TASK MATERIAL —
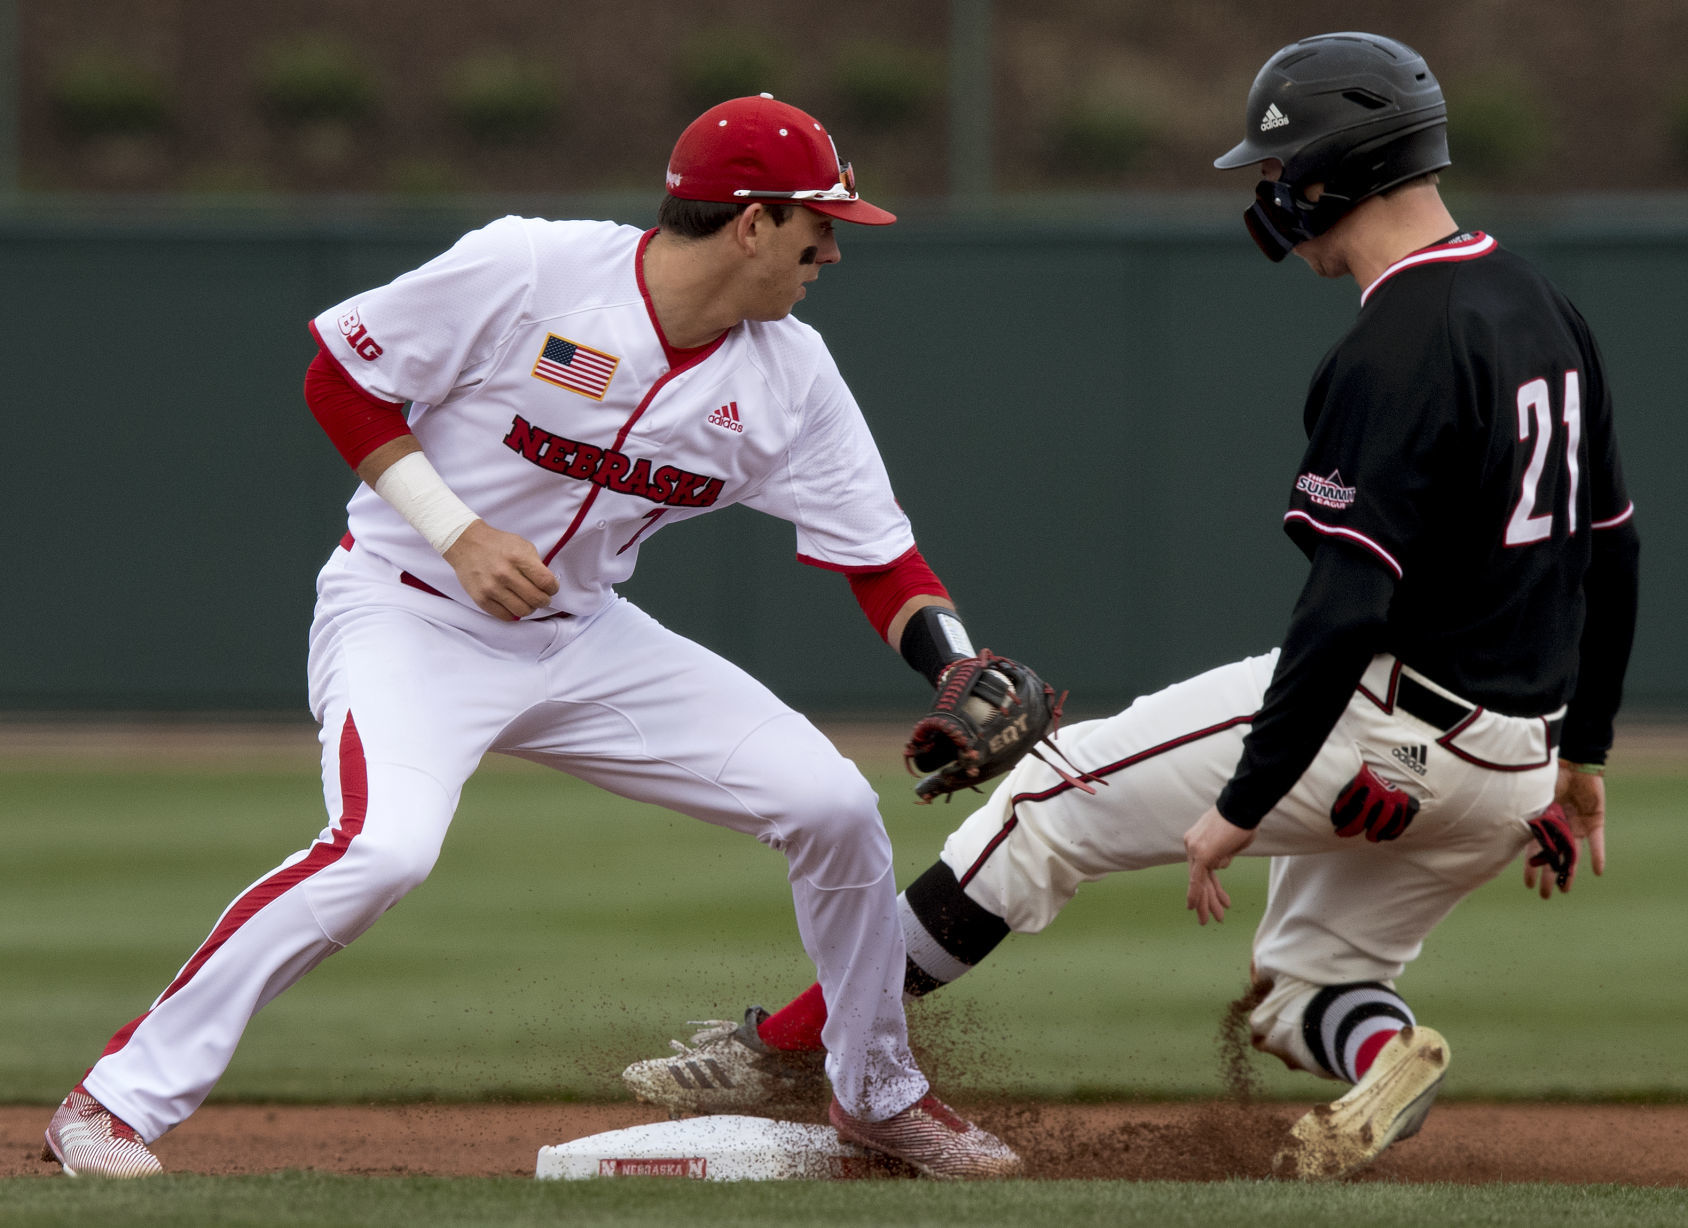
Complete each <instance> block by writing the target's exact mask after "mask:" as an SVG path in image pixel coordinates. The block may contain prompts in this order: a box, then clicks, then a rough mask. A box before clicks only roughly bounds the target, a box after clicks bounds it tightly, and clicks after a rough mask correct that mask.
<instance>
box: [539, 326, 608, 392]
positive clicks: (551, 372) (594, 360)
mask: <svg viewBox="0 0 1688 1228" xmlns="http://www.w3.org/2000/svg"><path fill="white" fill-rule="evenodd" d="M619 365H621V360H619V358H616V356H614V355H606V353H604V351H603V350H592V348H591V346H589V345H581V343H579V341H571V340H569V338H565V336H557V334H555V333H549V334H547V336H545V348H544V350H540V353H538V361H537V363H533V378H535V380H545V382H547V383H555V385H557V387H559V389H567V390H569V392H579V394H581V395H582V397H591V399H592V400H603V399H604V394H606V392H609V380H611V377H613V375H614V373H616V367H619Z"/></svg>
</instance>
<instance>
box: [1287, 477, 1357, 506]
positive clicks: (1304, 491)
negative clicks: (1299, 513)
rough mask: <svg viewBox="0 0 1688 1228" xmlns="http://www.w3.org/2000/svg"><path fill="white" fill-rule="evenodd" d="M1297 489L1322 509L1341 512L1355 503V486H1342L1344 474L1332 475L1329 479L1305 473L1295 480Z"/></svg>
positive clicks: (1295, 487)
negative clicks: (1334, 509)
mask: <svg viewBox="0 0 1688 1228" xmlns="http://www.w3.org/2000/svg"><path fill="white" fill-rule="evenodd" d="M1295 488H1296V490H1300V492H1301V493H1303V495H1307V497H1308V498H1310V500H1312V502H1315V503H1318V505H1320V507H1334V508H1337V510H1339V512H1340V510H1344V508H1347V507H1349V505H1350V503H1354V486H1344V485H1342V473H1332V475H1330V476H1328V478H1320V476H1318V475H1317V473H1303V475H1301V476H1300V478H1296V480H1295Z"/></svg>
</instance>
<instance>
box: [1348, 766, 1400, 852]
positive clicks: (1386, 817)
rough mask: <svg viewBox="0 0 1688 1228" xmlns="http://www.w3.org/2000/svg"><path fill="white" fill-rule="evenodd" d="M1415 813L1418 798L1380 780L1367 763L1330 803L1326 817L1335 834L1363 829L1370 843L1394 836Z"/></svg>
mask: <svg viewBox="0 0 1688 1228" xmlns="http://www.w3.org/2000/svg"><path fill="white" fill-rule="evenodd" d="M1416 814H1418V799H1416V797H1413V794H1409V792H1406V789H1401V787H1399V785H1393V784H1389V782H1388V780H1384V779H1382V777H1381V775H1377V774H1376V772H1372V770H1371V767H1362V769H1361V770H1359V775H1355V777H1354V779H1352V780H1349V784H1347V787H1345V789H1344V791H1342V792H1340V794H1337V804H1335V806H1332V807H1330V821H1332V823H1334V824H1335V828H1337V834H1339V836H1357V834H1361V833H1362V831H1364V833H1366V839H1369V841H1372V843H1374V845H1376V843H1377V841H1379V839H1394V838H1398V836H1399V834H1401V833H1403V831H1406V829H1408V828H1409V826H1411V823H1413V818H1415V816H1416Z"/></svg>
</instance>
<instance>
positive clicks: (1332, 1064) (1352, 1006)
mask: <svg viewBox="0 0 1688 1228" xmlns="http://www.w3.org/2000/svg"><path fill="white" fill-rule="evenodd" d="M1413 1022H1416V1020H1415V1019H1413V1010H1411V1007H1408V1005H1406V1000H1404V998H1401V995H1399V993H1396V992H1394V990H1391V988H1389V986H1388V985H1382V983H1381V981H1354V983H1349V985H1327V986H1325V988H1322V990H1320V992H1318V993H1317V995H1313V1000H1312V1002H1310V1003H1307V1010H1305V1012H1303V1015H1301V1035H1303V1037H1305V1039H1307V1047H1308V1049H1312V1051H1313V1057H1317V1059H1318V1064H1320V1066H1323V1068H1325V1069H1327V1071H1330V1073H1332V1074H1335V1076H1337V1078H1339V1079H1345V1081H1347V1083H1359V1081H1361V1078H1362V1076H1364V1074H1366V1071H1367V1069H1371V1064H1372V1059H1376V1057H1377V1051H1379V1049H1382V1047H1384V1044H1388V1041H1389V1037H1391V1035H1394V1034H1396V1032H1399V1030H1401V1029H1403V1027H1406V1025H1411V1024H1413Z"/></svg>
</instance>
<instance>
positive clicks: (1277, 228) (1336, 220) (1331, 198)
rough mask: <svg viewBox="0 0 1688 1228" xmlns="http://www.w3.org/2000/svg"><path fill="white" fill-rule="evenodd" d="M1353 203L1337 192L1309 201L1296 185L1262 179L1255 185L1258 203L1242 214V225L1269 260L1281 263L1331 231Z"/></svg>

AIM OF THE EXERCISE — In repeating the lines above, keep the wording exact and leave every picture out.

EXPECTED ANSWER —
Complete each <instance> block by writing the target's exact mask after "mask:" as an SVG path in image pixel coordinates. The block may contain prompts in this order: a box, then clicks, then a rough mask. A box before clicks only roughly bounds the target, a box after clicks bounds it tightly, and clicks after a rough mask correct that mask.
<instance>
box: [539, 326, 608, 392]
positive clicks: (551, 372) (594, 360)
mask: <svg viewBox="0 0 1688 1228" xmlns="http://www.w3.org/2000/svg"><path fill="white" fill-rule="evenodd" d="M619 365H621V360H619V358H616V356H614V355H606V353H604V351H603V350H592V348H591V346H589V345H581V343H579V341H571V340H569V338H565V336H557V334H555V333H549V334H547V336H545V348H544V350H540V353H538V361H537V363H533V378H535V380H545V382H547V383H555V385H557V387H559V389H567V390H569V392H579V394H581V395H582V397H591V399H592V400H603V399H604V394H606V392H609V380H611V377H613V375H614V373H616V367H619Z"/></svg>
</instance>
<instance>
box: [1287, 477, 1357, 506]
positive clicks: (1304, 491)
negative clicks: (1299, 513)
rough mask: <svg viewBox="0 0 1688 1228" xmlns="http://www.w3.org/2000/svg"><path fill="white" fill-rule="evenodd" d="M1297 489L1322 509L1341 512L1355 503V486H1342L1344 474L1332 475L1329 479L1305 473L1295 480Z"/></svg>
positive clicks: (1295, 487)
negative clicks: (1334, 509)
mask: <svg viewBox="0 0 1688 1228" xmlns="http://www.w3.org/2000/svg"><path fill="white" fill-rule="evenodd" d="M1295 488H1296V490H1300V492H1301V493H1303V495H1307V497H1308V498H1310V500H1312V502H1315V503H1318V505H1320V507H1334V508H1337V510H1339V512H1340V510H1344V508H1347V507H1349V505H1350V503H1354V486H1344V485H1342V473H1332V475H1330V476H1328V478H1320V476H1318V475H1317V473H1303V475H1301V476H1300V478H1296V480H1295Z"/></svg>
</instance>
<instance>
box: [1348, 766, 1400, 852]
positive clicks: (1386, 817)
rough mask: <svg viewBox="0 0 1688 1228" xmlns="http://www.w3.org/2000/svg"><path fill="white" fill-rule="evenodd" d="M1415 813L1418 798L1380 780L1367 763L1330 803L1326 817L1335 834L1363 829L1370 843L1394 836Z"/></svg>
mask: <svg viewBox="0 0 1688 1228" xmlns="http://www.w3.org/2000/svg"><path fill="white" fill-rule="evenodd" d="M1416 814H1418V799H1416V797H1413V794H1409V792H1406V789H1401V787H1399V785H1393V784H1389V782H1388V780H1384V779H1382V777H1381V775H1377V774H1376V772H1372V770H1371V767H1362V769H1361V770H1359V775H1355V777H1354V779H1352V780H1349V784H1347V787H1345V789H1344V791H1342V792H1340V794H1337V804H1335V806H1332V807H1330V821H1332V823H1334V824H1335V828H1337V834H1339V836H1357V834H1361V833H1362V831H1364V833H1366V839H1369V841H1372V843H1374V845H1376V843H1377V841H1379V839H1394V838H1398V836H1399V834H1401V833H1403V831H1406V829H1408V828H1409V826H1411V823H1413V818H1415V816H1416Z"/></svg>
</instance>
<instance>
positive clicks: (1332, 1064) (1352, 1006)
mask: <svg viewBox="0 0 1688 1228" xmlns="http://www.w3.org/2000/svg"><path fill="white" fill-rule="evenodd" d="M1413 1022H1416V1020H1415V1019H1413V1010H1411V1007H1408V1005H1406V1000H1404V998H1401V995H1399V993H1396V992H1394V990H1391V988H1389V986H1388V985H1382V983H1381V981H1354V983H1349V985H1327V986H1325V988H1322V990H1320V992H1318V993H1317V995H1313V1000H1312V1002H1310V1003H1307V1010H1305V1012H1303V1015H1301V1035H1303V1037H1305V1039H1307V1047H1308V1049H1312V1051H1313V1057H1317V1059H1318V1064H1320V1066H1323V1068H1325V1069H1327V1071H1330V1073H1332V1074H1335V1076H1337V1078H1339V1079H1345V1081H1347V1083H1359V1081H1361V1078H1362V1076H1364V1074H1366V1071H1367V1069H1371V1064H1372V1059H1376V1057H1377V1051H1379V1049H1382V1047H1384V1044H1388V1041H1389V1037H1391V1035H1394V1034H1396V1032H1399V1030H1401V1029H1403V1027H1406V1025H1411V1024H1413Z"/></svg>
</instance>
<instance>
positive clicks: (1277, 228) (1336, 220) (1331, 198)
rough mask: <svg viewBox="0 0 1688 1228" xmlns="http://www.w3.org/2000/svg"><path fill="white" fill-rule="evenodd" d="M1353 203L1337 192L1309 201L1296 185L1262 179L1255 185L1258 203L1242 214V225L1269 260L1281 263L1331 231Z"/></svg>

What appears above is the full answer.